## WORK INSTRUCTIONS
Update the lines of the listing, beginning at the line that has "Exercise. Point out the white float" and stopping after the line that has "point(258, 477)". Replace "Point out" with "Locate" and leave all else unchanged.

## Object position labeling listing
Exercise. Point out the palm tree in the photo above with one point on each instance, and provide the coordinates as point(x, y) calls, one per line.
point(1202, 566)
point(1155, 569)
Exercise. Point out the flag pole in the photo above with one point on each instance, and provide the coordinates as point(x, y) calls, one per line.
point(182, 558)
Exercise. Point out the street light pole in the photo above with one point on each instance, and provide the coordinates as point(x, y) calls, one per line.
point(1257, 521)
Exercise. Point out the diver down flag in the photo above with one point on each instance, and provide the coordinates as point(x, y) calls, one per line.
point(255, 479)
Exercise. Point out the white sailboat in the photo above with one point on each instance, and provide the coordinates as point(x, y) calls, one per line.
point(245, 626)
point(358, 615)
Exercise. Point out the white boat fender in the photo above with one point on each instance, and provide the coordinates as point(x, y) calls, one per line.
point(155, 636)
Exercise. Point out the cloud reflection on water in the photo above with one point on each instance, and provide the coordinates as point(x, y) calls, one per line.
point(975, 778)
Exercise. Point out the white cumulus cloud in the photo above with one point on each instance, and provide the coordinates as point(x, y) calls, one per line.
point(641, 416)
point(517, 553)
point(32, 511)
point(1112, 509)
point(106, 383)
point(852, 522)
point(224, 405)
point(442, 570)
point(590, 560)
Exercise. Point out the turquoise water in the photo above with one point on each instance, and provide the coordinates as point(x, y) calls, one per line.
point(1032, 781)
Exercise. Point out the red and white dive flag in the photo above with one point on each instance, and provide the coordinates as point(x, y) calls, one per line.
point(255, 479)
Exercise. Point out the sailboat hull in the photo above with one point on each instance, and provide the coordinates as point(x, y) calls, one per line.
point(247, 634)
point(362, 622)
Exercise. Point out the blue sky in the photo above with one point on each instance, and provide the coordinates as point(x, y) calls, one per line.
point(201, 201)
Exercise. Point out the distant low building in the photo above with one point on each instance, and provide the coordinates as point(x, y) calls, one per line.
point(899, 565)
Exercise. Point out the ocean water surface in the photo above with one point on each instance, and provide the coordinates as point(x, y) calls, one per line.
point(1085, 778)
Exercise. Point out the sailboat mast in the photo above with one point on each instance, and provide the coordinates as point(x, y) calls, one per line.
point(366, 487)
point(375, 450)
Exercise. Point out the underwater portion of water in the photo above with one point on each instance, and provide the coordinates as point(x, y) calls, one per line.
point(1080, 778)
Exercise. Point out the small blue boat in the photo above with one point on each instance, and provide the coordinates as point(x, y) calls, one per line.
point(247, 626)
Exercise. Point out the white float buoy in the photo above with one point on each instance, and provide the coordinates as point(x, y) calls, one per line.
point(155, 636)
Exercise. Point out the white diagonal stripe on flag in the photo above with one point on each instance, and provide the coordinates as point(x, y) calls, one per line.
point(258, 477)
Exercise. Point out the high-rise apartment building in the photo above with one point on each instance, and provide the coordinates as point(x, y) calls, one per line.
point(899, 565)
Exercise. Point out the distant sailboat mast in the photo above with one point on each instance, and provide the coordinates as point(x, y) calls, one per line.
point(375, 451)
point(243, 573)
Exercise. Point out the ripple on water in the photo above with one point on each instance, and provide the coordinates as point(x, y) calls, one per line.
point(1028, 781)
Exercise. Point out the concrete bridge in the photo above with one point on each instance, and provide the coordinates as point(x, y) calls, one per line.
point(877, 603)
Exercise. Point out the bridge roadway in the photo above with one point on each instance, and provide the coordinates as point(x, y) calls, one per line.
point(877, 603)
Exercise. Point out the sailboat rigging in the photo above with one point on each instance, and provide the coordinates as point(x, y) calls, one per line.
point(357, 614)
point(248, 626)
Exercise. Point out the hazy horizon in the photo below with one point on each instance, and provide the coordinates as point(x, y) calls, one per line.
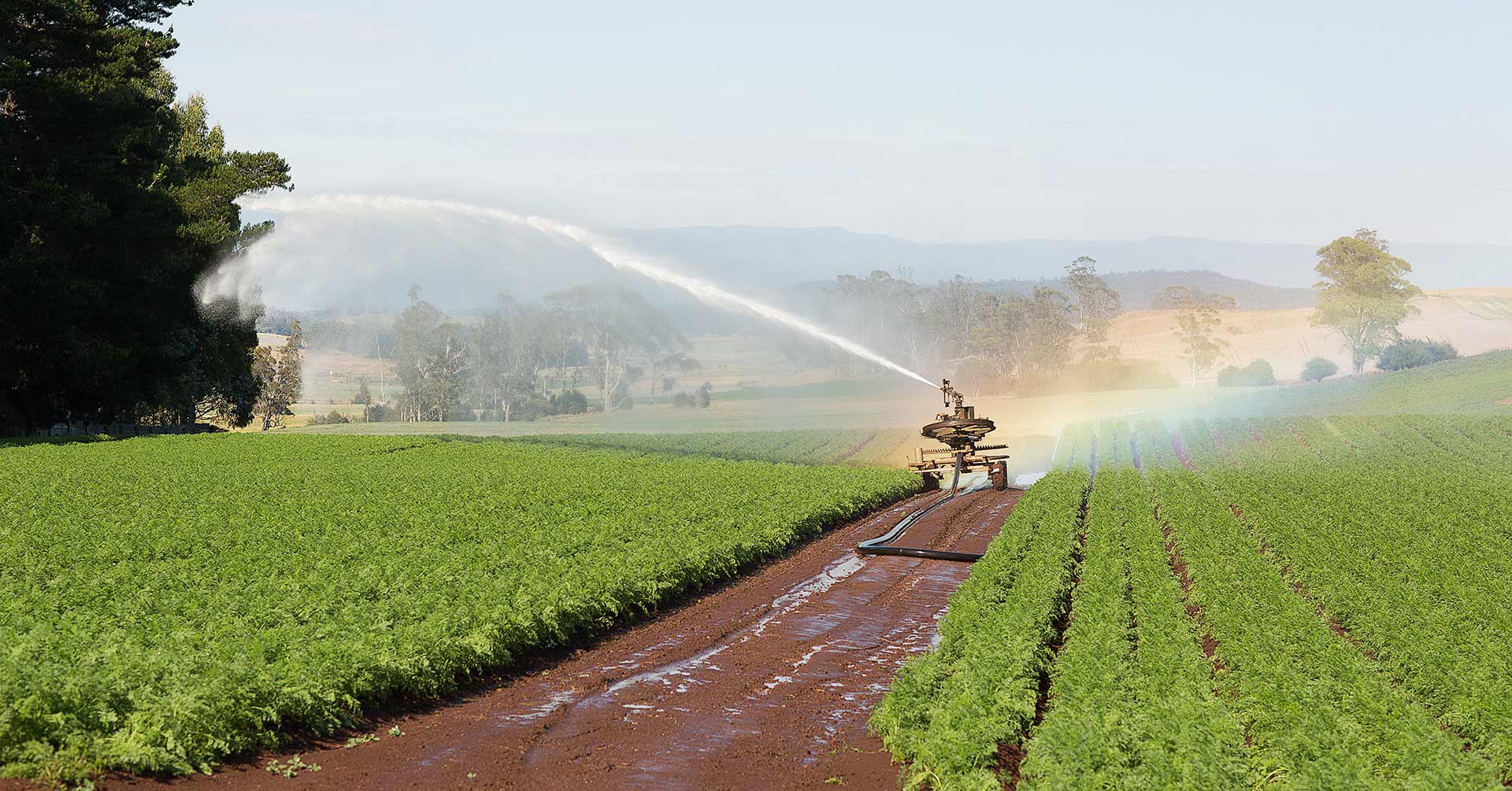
point(1287, 123)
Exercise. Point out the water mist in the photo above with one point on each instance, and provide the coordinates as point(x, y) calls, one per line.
point(238, 277)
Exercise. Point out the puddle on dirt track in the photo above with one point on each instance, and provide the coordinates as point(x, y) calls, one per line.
point(762, 684)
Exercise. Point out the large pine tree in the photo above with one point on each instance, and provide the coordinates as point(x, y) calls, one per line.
point(113, 203)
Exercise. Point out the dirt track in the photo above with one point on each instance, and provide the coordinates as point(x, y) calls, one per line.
point(762, 684)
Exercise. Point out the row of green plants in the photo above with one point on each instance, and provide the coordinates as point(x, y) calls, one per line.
point(795, 446)
point(1413, 554)
point(1130, 704)
point(953, 708)
point(167, 602)
point(1295, 604)
point(1317, 712)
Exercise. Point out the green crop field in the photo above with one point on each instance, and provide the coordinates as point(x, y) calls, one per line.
point(1277, 602)
point(797, 446)
point(170, 601)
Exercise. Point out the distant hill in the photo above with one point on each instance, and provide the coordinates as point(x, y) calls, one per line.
point(1139, 289)
point(767, 257)
point(1473, 320)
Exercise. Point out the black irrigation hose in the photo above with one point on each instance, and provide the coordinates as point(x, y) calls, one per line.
point(882, 545)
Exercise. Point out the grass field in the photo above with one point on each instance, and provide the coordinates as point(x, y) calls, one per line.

## FULL ANSWER
Exercise. Locate the white float buoy in the photo above with one point on each instance, and provide the coordinates as point(x, y) calls, one per line.
point(155, 636)
Exercise. Locate the white diagonal stripe on flag in the photo above with one point on each instance, and provide the coordinates as point(x, y) calls, one per line.
point(258, 477)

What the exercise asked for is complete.